Lalu di tengah jalan ia bertemu dengan kawannya yang berhutang 100 dinar
kepadanya. Dengan kasar ia memaksa agar hutangnya segera dibayar, pada hal ia
hanya berhutang 100 dinar yang sama dengan upah kerja harian 100 hari. Itu
berarti hanya sepersekiannya dari hutangnya kepada raja yang baru saja
dihapuskan. Meski kawan itu memohon belas kasih seperti yang pernah ia minta
kepada tuannya, “Sabarlah dahulu,
hutangku akan kulunaskan”, namun ia tidak menggubrisnya, bahkan tega memenjarakannya sampai
hutangnya lunas. Pada hal memenjarakan seorang hamba hanya karena hutang tidak
diperbolehkan menurut hukum Yahudi.

※

§ Yang Perlu Dikerjakan
**1.** Menurut teks tentang hamba yang menagih hutang kawannya, berapa dinar hutang kawan itu kepadanya?
**2.** Salinlah bagian teks tentang hamba yang menagih hutang kawannya, antara "Lalu di tengah" dan "menurut hukum Yahudi.", termasuk kedua bagian itu.
**3.** Teruskan teks tentang hamba yang menagih hutang kawannya dengan menulis bagian sesudah kalimat terakhirnya.

Catatan pelabelan garis tepi

※

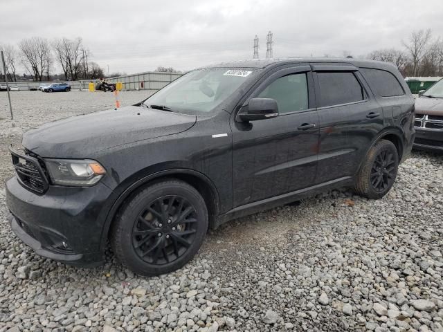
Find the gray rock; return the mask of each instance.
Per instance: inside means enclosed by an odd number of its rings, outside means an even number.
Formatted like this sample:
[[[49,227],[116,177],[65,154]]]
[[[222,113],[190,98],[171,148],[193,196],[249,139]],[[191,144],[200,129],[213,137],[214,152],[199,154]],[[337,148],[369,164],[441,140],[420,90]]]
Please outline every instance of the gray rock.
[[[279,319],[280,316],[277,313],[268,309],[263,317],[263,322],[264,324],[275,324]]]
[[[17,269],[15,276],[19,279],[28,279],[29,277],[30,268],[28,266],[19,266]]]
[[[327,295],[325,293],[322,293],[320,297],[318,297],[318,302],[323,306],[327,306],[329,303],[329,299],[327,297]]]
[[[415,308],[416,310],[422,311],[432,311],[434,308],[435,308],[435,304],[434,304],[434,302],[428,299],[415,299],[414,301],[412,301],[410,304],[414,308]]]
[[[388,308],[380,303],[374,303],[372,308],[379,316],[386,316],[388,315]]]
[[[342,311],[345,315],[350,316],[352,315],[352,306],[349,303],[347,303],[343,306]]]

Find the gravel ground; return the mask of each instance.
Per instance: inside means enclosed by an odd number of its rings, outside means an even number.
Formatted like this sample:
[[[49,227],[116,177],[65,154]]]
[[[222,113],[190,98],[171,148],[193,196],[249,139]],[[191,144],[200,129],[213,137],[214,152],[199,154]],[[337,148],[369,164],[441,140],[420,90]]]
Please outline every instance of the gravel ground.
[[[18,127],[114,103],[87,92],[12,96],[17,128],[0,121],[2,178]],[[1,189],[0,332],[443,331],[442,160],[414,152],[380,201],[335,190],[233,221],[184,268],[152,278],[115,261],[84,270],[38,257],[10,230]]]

※

§ Daftar Jawaban
**1.** 100 dinar.

**2.**
Lalu di tengah jalan ia bertemu dengan kawannya yang berhutang 100 dinar
kepadanya. Dengan kasar ia memaksa agar hutangnya segera dibayar, pada hal ia
hanya berhutang 100 dinar yang sama dengan upah kerja harian 100 hari. Itu
berarti hanya sepersekiannya dari hutangnya kepada raja yang baru saja
dihapuskan. Meski kawan itu memohon belas kasih seperti yang pernah ia minta
kepada tuannya, “Sabarlah dahulu,
hutangku akan kulunaskan”, namun ia tidak menggubrisnya, bahkan tega memenjarakannya sampai
hutangnya lunas. Pada hal memenjarakan seorang hamba hanya karena hutang tidak
diperbolehkan menurut hukum Yahudi.

**3.**
Rupanya
hamba itu tidak mau berbagi keberuntungan dengan kawannya. Meski baru saja
mengalami belas kasih dan kemurahan hati yang begitu besar dari tuannya ia
tidak tergerak hatinya untuk berbelas kasih, malah bersikap kejam terhadap
kawan kerjanya. Maka, rekan-rekan kerja lainnya menjadi sedih. Kepekaan hati
mereka terusik dan suara hati mereka berteriak menyaksikan kekejaman hamba itu.
Mereka pun tidak tinggal diam dengan ketidakberesan itu, sehingga melaporkan
hamba itu kepada tuannya. Hamba itupun segera dipanggil dan dengan penuh
kemarahan tuannya berkata:
“Hai hamba yang jahat, seluruh
hutangmu telah kuhapuskan karena engkau memohonkannya kepadaku. Bukankah engkau
pun harus mengasihani kawanmu seperti aku telah mengasihani engkau?”
Raja
itu marah karena hamba yang telah menerima belas kasih dan penghapusan hutang
darinya yang begitu besar itu tidak mau berbelas kasih dan berbagi keberuntungan
kepada kawannya yang hanya berhutang sedikit kepadanya. Maka, raja menyerahkan
hamba itu ke tangan algojo-algojo sampai lunas hutangnya.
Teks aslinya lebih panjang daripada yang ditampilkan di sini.